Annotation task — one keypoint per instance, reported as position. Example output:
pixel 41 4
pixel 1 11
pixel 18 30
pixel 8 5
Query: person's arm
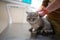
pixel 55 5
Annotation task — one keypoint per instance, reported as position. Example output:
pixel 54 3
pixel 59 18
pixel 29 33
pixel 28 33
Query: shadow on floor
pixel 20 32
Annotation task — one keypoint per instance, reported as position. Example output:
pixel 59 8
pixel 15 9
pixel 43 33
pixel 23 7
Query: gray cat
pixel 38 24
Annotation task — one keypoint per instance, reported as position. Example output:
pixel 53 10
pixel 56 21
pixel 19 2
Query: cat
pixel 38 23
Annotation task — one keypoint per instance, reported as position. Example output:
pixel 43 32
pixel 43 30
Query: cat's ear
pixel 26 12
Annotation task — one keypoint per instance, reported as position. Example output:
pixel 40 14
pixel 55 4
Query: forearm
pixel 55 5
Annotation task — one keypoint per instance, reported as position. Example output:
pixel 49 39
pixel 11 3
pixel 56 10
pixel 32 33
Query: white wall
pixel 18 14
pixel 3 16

...

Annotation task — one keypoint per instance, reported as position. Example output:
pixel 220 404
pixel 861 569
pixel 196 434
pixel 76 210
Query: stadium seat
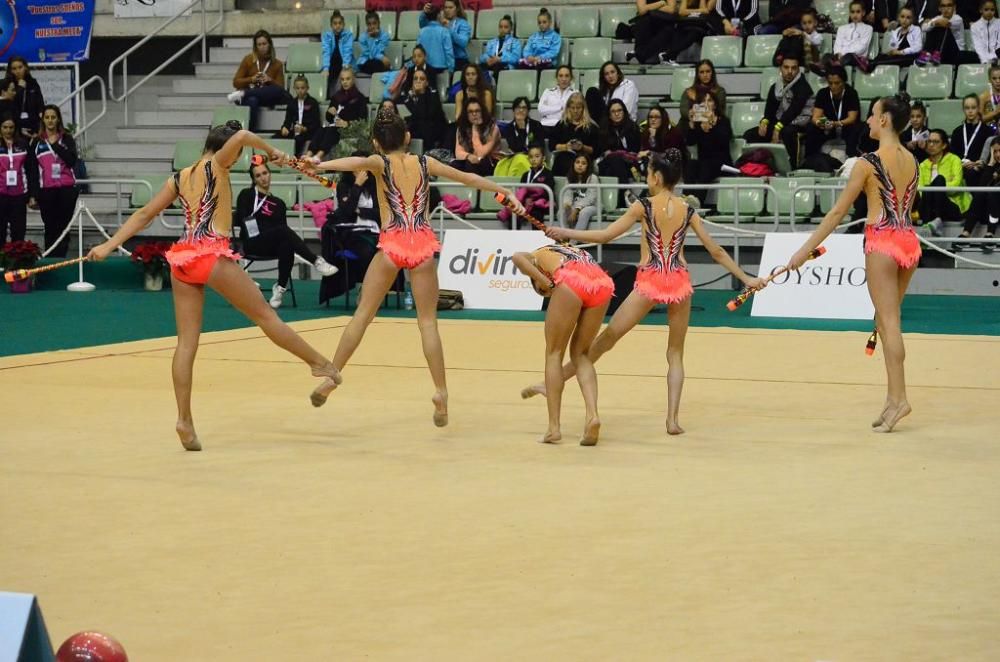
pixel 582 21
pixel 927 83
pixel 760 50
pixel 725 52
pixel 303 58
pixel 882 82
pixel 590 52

» **WHAT TO DO**
Show each line of the material above that contains the word "Query", copied in full and in the order it appears.

» **FINAL RESULT**
Query: person's arm
Query: shadow on floor
Query: gray cat
Query: cat
Query: cat's ear
Query: forearm
Query: white wall
Query: stadium seat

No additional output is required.